Object pointing dataset rows
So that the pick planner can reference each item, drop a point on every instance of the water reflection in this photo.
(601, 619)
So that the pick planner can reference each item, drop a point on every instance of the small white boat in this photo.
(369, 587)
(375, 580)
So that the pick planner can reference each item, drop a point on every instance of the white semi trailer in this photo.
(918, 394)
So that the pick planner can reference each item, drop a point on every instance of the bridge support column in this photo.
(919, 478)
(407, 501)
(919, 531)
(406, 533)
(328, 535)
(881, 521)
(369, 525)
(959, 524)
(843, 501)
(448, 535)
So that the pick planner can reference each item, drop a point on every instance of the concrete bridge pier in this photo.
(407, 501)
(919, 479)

- [Description of the task] Rewrite every line of the material above, requests included, and add 21 to each number in the point coordinates.

- [Answer below]
So that the pick planner can reference each item, drop a point on every instance of the water reflection in this photo.
(622, 640)
So that the pick planner can reference each item, drop a point on every instance of the small white boat in this photo.
(390, 608)
(396, 601)
So that the pick planner can reference each item, drop a point on every instance of the white semi trailer in this photo.
(939, 415)
So that the pick planner can reference each item, drop a point on every instance of the bridge support column in this photo.
(940, 499)
(428, 522)
(940, 552)
(427, 554)
(349, 556)
(902, 542)
(390, 546)
(980, 545)
(864, 522)
(469, 556)
So that the pick planner can reference each item, drop a point on every instance of the concrete bridge pier in this photo.
(428, 522)
(940, 500)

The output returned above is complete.